### EXERCISE OBJECTIVE
Please answer from the abstract below: in its most common form, how is a mezzanine loan secured by the investment property?

### TEXT
18 Stanford J. Law, Business and Finance 40 (Fall 2012).


Abstract:     

Mezzanine loans and preferred equity interests are both forms of investment in commercial properties; they are favored by investors, particularly institutional investors, that want a fixed, or at least floored, return and priority as to both their return on and return of investment. In its most common form, a mezzanine loan is secured by the investment property, but only indirectly, by a pledge of the equity in the entity (usually a limited liability company or limited partnership) that owns the property. Preferred equity, on the other hand, usually takes the form of a direct equity investment in the property owner, with a fixed, preferential return that is paid prior to distributions to the “common” equity interests in the owner. Apart from this difference, mezzanine debt and preferred equity can -- and often do -- have similar terms and conditions; nonetheless, institutional and other real estate investors appear generally to regard mezzanine debt as an intrinsically better form of investment than preferred equity. The article postulates that capital markets may be giving undue deference to the notion that one is “debt” and the other is “equity” and analyzes each of the presumed legal advantages of mezzanine loans over preferred equity interests. While acknowledging that for certain type of investors and certain types of properties, mezzanine debt may be the preferable form of investment, the article concludes that, overall, preferred equity provides an investment structure that works as well as -- and in some cases better than -- mezzanine debt.

### STORED ROWS

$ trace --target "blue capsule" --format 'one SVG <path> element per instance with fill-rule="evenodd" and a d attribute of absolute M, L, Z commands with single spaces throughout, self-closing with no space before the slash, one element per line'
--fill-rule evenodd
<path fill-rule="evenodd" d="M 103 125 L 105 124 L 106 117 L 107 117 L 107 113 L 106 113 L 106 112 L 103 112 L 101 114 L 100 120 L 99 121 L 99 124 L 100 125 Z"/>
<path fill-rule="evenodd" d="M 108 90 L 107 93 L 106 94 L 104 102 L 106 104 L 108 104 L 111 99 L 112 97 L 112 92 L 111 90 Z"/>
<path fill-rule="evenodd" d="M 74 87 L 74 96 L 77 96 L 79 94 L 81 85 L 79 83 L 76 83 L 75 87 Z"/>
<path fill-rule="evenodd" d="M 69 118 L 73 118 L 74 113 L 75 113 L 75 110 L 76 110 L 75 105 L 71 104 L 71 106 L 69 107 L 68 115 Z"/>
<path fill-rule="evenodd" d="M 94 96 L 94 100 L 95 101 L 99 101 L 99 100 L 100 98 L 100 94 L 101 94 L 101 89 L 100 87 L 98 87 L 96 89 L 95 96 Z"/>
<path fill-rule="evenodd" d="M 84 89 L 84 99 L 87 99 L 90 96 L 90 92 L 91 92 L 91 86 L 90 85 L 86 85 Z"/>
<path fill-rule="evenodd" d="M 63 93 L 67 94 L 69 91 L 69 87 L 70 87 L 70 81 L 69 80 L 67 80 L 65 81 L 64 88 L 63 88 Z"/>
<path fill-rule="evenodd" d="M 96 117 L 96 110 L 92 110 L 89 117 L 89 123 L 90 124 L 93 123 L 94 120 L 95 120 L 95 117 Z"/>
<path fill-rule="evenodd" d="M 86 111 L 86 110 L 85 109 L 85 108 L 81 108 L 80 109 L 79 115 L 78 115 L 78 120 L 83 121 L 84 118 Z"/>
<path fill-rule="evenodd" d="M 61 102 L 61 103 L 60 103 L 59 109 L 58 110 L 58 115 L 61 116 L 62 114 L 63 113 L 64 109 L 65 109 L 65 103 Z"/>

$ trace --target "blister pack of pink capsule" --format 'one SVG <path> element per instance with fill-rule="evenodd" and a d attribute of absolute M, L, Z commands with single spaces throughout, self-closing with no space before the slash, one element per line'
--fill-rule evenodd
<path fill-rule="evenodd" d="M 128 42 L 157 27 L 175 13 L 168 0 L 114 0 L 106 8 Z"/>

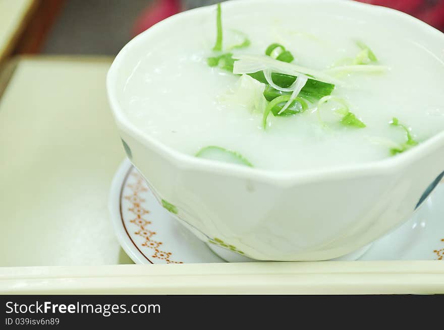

### THE OUTPUT
Only indirectly, by a pledge of the equity in the entity (usually a limited liability company or limited partnership) that owns the property.